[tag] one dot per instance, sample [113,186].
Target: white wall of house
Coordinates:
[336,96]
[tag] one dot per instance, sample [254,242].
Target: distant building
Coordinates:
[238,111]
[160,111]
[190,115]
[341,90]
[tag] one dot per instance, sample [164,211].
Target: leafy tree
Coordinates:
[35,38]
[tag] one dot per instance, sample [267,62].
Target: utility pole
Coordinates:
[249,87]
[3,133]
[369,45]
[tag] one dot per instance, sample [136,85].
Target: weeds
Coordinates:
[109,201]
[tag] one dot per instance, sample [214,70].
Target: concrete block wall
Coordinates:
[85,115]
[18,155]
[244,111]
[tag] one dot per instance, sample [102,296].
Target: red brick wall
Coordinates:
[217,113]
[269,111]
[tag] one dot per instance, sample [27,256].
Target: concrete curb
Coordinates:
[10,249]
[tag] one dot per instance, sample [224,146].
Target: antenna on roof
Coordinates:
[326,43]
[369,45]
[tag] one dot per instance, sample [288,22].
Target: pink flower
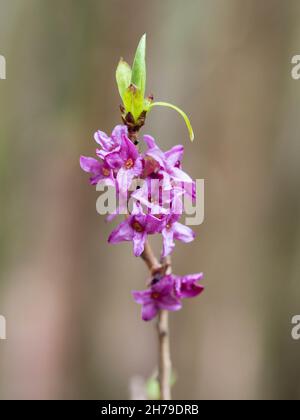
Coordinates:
[159,296]
[99,170]
[166,294]
[188,286]
[110,144]
[174,230]
[126,161]
[136,228]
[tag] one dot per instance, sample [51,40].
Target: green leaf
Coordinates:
[134,101]
[183,114]
[123,76]
[138,77]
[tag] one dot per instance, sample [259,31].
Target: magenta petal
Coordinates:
[103,139]
[175,155]
[149,140]
[188,286]
[90,165]
[157,155]
[125,178]
[149,311]
[181,176]
[139,240]
[170,303]
[122,233]
[142,297]
[153,224]
[168,242]
[114,160]
[183,233]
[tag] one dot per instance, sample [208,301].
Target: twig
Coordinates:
[157,268]
[164,366]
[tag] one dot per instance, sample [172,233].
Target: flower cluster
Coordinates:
[156,206]
[166,293]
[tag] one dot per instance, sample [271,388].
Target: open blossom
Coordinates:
[136,228]
[174,230]
[159,296]
[167,293]
[169,161]
[98,169]
[127,162]
[188,286]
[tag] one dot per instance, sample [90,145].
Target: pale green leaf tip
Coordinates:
[182,113]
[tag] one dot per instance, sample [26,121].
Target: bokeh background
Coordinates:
[73,328]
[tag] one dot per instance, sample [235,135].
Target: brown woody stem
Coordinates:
[164,365]
[157,268]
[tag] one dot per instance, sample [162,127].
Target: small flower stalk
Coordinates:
[152,185]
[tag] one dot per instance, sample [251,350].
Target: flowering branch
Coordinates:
[165,365]
[153,208]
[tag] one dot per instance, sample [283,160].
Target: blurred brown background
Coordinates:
[73,328]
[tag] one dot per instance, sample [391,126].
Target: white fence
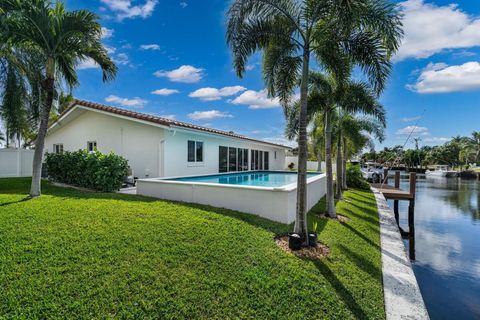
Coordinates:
[16,163]
[311,165]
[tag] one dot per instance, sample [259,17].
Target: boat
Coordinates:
[372,172]
[441,171]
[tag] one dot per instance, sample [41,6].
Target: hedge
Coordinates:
[92,170]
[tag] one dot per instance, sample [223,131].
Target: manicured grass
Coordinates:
[71,254]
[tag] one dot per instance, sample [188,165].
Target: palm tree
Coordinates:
[473,145]
[63,39]
[357,97]
[328,96]
[288,32]
[13,105]
[357,133]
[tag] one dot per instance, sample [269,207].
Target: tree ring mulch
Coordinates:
[312,253]
[339,217]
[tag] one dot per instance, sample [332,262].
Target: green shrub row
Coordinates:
[92,170]
[355,178]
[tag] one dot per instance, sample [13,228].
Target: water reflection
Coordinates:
[447,234]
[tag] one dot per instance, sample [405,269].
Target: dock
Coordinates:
[396,194]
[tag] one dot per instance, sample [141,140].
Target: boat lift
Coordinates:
[396,194]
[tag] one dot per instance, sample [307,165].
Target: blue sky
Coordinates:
[174,62]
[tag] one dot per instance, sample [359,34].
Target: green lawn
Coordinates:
[71,254]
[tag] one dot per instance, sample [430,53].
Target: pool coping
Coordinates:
[403,299]
[286,188]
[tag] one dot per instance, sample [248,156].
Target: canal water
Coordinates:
[447,242]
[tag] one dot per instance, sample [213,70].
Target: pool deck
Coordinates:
[403,299]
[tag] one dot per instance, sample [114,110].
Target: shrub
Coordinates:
[355,178]
[92,170]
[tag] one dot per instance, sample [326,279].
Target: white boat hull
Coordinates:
[441,174]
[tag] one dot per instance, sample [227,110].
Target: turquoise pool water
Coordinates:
[270,179]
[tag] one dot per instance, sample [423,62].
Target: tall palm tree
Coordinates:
[473,144]
[63,39]
[288,32]
[13,106]
[327,97]
[357,133]
[358,97]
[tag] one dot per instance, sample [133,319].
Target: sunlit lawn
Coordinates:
[71,254]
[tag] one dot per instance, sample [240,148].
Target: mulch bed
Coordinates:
[312,253]
[339,218]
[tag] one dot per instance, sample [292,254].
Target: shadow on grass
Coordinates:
[360,235]
[15,202]
[368,219]
[341,291]
[362,263]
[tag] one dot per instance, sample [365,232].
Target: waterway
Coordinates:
[447,243]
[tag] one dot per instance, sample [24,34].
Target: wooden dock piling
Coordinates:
[396,194]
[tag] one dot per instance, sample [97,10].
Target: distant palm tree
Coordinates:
[62,39]
[473,144]
[330,99]
[357,133]
[288,32]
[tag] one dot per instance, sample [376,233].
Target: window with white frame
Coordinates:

· · · ·

What you need to do: All of the entries above should be copied exactly, except for the pictures.

Answer to this problem:
[tag] one dot per instance, sample [113,186].
Target: white wall of house
Coordinates:
[336,96]
[tag] one dot per instance, sample [254,242].
Target: distant building
Coordinates:
[238,111]
[160,111]
[190,115]
[341,90]
[tag] one dot per instance, sample [164,211].
Target: leafy tree
Coordinates:
[35,38]
[tag] one dot per instance, sample [267,62].
Target: utility pole
Coordinates:
[249,87]
[3,133]
[369,45]
[tag] one dot per instance, sample [136,85].
Target: weeds
Coordinates:
[109,201]
[tag] one dot per instance, sample [214,70].
Target: concrete block wall
Coordinates:
[85,115]
[18,155]
[244,111]
[tag] one dot per instance, sample [102,296].
Target: red brick wall
Coordinates:
[217,113]
[269,111]
[tag] one dot per instance, sample [27,256].
Target: concrete curb
Coordinates:
[10,249]
[tag] one dot per instance, sample [224,146].
Target: antenna on roof
Coordinates:
[326,43]
[369,45]
[tag] one dot per instance, sample [288,22].
Target: pink flower
Coordinates:
[159,296]
[99,170]
[166,294]
[188,286]
[110,144]
[174,230]
[126,161]
[136,228]
[tag] one dot per instance, sample [51,40].
Target: green leaf
Coordinates:
[134,101]
[183,114]
[123,76]
[138,77]
[tag] one dot per instance, sample [259,31].
Target: magenta petal
Coordinates:
[103,139]
[175,155]
[149,140]
[188,286]
[90,165]
[157,155]
[125,178]
[149,311]
[181,176]
[139,240]
[170,303]
[122,233]
[142,297]
[153,224]
[168,242]
[114,160]
[183,233]
[tag] one dot per instance, sample [208,301].
Target: twig
Coordinates:
[157,268]
[164,366]
[tag] one dot per instance, sample [172,233].
Target: flower cluster
Coordinates:
[156,206]
[166,293]
[tag] one dot per instance, sample [271,388].
Target: open blossom
Coordinates:
[136,228]
[174,230]
[159,296]
[167,293]
[169,161]
[98,169]
[127,162]
[188,286]
[tag] one dot per instance, sample [90,145].
Target: pale green leaf tip
Coordinates:
[182,113]
[tag] one dot per instance, sample [26,121].
Target: bokeh background
Coordinates:
[73,328]
[tag] one dot per instance, sample [235,135].
Target: brown woody stem
Coordinates:
[164,365]
[157,268]
[tag] one dot per instance, sample [162,127].
Target: small flower stalk
Coordinates:
[152,185]
[tag] one dot per instance, sample [251,350].
Target: flowering branch
Coordinates:
[165,365]
[153,208]
[tag] one dot per instance, sample [283,160].
Target: blurred brown background
Coordinates:
[73,328]
[tag] one dot per instance, sample [391,126].
Target: white fence
Coordinates:
[16,163]
[311,165]
[tag] one dot per instance, sample [259,17].
Target: boat
Coordinates:
[372,172]
[441,171]
[tag] one dot per instance, sample [41,6].
Target: hedge
Coordinates:
[92,170]
[tag] one dot per instance, sample [223,131].
Target: manicured grass
Coordinates:
[71,254]
[tag] one dot per instance, sample [188,165].
Target: palm tree
Coordinates:
[473,145]
[63,39]
[357,97]
[328,96]
[288,32]
[13,105]
[357,133]
[tag] one dot per instance, sample [269,207].
Target: tree ring mulch
Coordinates:
[312,253]
[339,217]
[tag] one dot per instance, sample [332,262].
Target: green shrub row
Coordinates:
[92,170]
[355,178]
[tag] one dot per instance, sample [13,228].
Target: water reflection
Coordinates:
[447,234]
[tag] one dot per instance, sample [405,269].
Target: dock
Coordinates:
[396,194]
[tag] one dot per instance, sample [141,140].
Target: boat lift
Coordinates:
[396,194]
[tag] one dot per instance, sample [307,165].
Target: blue sky
Coordinates:
[174,62]
[tag] one dot per instance, sample [359,34].
Target: green lawn
Coordinates:
[71,254]
[tag] one dot per instance, sample [430,53].
Target: pool coping
Coordinates:
[403,299]
[286,188]
[tag] one dot per instance, sample [248,156].
Target: canal water
Coordinates:
[447,242]
[tag] one dot per instance, sample [213,70].
Target: pool deck
Coordinates:
[403,299]
[tag] one dot per instance, sample [114,110].
Target: shrub
Coordinates:
[355,178]
[92,170]
[tag] one dot per instance, sample [326,279].
Target: white boat hull
Coordinates:
[441,174]
[tag] one dot per instance, sample [227,110].
Target: turquoise pool water
Coordinates:
[270,179]
[tag] one dot per instance, sample [423,62].
Target: tall palm tree
Coordinates:
[473,144]
[63,39]
[288,32]
[13,106]
[327,97]
[357,133]
[358,97]
[tag] one dot per instance, sample [133,319].
Target: sunlit lawn
Coordinates:
[71,254]
[tag] one dot per instance, sample [240,148].
Target: mulch bed
Coordinates:
[312,253]
[339,218]
[tag] one dot per instance, sample [292,254].
Target: shadow on grass
Coordinates:
[360,235]
[15,202]
[368,219]
[341,291]
[362,263]
[tag] one dot per instance, sample [365,232].
Target: waterway
Coordinates:
[447,243]
[tag] one dot per instance, sample [24,34].
Target: wooden dock piling
Coordinates:
[396,194]
[tag] one dot per instance, sample [97,10].
Target: distant palm tree
Coordinates:
[62,39]
[473,144]
[330,99]
[357,133]
[288,32]
[tag] one dot per instance, sample [376,233].
Target: window with white frame
Coordinates:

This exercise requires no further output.